[Stored data]
++++
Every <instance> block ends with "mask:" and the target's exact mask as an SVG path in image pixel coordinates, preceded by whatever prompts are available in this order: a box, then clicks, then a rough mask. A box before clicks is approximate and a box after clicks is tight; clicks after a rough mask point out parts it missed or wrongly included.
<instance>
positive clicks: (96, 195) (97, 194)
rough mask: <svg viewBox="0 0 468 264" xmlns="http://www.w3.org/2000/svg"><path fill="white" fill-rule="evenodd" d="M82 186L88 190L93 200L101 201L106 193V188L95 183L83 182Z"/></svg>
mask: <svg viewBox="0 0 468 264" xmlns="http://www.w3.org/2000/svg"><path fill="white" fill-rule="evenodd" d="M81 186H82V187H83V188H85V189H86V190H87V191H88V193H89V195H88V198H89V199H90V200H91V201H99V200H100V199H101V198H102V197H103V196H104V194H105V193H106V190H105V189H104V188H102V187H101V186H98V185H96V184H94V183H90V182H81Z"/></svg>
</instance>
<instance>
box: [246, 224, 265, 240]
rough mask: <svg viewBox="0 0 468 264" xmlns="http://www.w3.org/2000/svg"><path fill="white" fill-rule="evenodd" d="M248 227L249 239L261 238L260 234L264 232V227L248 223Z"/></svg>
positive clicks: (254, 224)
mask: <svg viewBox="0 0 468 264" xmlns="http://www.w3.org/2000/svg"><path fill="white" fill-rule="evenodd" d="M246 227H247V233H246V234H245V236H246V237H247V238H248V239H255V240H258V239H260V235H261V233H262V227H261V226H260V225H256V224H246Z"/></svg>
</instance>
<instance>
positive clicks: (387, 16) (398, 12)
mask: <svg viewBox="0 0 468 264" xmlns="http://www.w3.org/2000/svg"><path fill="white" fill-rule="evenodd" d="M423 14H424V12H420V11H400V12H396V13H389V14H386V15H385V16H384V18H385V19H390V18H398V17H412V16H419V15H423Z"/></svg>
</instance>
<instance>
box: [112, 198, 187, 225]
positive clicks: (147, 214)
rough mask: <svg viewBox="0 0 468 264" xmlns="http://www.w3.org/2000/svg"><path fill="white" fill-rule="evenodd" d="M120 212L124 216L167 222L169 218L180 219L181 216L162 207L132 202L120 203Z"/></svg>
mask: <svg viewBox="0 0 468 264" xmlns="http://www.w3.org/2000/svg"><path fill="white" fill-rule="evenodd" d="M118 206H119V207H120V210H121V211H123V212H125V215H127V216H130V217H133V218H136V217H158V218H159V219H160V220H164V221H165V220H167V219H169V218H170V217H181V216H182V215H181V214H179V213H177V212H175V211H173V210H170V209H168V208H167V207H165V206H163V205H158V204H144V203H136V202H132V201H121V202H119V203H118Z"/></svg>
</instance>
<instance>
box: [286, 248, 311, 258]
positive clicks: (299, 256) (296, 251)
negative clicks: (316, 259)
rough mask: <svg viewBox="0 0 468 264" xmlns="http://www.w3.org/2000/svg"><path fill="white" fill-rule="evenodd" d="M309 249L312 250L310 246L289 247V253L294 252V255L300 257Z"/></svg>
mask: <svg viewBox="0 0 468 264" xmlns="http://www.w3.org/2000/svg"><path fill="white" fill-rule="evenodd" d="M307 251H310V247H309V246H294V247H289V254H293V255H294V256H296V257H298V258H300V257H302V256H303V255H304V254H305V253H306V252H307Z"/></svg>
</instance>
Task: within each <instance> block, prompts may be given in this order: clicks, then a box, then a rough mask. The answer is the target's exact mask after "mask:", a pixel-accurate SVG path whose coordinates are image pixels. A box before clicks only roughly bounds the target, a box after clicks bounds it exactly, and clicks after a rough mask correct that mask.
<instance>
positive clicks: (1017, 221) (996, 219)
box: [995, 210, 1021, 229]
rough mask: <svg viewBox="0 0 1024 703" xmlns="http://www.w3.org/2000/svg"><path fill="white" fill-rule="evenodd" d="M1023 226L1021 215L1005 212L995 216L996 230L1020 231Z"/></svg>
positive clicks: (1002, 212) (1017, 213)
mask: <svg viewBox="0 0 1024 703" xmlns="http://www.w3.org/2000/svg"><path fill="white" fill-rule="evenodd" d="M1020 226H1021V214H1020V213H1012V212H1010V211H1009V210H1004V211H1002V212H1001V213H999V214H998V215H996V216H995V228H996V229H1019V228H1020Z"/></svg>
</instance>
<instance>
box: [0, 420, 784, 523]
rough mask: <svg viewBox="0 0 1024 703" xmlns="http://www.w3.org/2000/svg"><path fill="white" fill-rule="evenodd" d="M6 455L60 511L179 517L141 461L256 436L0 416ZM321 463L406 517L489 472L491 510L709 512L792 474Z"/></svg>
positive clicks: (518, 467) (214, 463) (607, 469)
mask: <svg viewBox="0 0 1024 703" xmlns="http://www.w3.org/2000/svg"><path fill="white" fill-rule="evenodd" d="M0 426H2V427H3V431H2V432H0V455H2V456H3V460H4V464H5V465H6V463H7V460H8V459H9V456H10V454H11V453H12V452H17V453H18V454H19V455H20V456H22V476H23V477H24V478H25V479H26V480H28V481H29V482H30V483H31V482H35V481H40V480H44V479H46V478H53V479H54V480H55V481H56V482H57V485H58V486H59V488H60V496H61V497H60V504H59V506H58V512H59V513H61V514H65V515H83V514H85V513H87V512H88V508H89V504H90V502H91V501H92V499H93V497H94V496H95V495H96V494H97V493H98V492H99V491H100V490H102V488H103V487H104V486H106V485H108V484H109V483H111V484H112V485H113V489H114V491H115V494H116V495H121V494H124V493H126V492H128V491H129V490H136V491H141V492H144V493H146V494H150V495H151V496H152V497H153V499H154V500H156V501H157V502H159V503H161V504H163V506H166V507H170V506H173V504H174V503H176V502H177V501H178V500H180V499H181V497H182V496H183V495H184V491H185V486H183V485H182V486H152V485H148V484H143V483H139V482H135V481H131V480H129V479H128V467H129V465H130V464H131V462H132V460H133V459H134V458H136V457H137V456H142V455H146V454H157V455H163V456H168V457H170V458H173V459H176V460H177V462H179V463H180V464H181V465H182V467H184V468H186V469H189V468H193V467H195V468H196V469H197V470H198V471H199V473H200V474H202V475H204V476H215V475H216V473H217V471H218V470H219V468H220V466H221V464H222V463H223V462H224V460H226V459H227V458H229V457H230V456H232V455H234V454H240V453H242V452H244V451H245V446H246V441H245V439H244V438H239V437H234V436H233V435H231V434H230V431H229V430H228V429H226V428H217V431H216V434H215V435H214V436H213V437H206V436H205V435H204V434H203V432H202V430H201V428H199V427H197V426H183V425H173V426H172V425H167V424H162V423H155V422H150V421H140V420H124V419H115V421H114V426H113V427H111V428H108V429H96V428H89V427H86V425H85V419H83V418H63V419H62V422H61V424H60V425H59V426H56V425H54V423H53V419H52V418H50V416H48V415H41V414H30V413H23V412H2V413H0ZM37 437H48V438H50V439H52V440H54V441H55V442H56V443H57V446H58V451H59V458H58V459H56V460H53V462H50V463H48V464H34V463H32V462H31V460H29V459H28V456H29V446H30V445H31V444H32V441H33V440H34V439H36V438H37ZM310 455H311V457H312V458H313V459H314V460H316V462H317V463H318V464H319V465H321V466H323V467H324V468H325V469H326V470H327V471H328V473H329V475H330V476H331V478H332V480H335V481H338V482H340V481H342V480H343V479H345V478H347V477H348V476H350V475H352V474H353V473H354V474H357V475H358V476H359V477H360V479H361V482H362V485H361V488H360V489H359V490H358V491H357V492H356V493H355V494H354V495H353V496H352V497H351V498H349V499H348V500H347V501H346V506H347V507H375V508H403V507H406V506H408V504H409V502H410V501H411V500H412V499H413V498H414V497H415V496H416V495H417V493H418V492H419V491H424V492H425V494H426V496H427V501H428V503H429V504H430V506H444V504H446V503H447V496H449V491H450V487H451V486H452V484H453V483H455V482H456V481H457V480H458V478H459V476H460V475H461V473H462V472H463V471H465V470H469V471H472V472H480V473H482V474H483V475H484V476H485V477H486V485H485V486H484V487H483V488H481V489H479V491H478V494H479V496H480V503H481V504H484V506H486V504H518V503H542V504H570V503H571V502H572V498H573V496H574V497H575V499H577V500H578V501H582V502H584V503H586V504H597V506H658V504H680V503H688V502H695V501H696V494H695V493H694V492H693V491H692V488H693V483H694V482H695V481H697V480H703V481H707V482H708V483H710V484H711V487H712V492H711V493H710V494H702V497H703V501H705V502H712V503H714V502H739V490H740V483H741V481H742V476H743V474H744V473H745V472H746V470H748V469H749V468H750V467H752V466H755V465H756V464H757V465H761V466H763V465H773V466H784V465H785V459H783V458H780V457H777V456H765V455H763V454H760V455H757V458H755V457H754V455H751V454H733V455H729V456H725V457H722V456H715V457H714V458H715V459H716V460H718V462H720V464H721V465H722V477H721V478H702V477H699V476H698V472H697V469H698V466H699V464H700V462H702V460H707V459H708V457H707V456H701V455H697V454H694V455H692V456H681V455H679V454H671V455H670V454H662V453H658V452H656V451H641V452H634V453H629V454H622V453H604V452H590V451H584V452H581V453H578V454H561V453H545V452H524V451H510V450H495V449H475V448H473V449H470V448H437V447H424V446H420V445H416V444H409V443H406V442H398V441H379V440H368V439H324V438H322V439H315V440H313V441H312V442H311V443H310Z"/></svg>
++++
Extract each line in the stored data above that contains the string "positive". The match is case-sensitive.

* **WRITTEN ANSWER**:
positive clicks: (96, 195) (97, 194)
positive clicks: (254, 224)
positive clicks: (387, 16) (398, 12)
positive clicks: (147, 214)
positive clicks: (299, 256) (296, 251)
positive clicks: (1017, 221) (996, 219)
positive clicks: (1002, 212) (1017, 213)
positive clicks: (518, 467) (214, 463) (607, 469)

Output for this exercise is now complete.